ACTIVITY:
Leave out the pictures and copy every record exactly.

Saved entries
□ □ □ □ □
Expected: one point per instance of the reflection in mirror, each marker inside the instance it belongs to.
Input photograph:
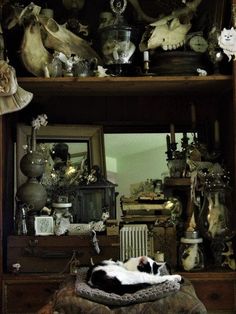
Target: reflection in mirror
(134, 158)
(66, 140)
(67, 163)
□ □ □ □ □
EXERCISE SOLUTION:
Expected: one point per instance of the reflection in mirror, each marker inside the instance it belongs to.
Input photograph:
Target: reflection in mirror
(134, 158)
(66, 140)
(67, 163)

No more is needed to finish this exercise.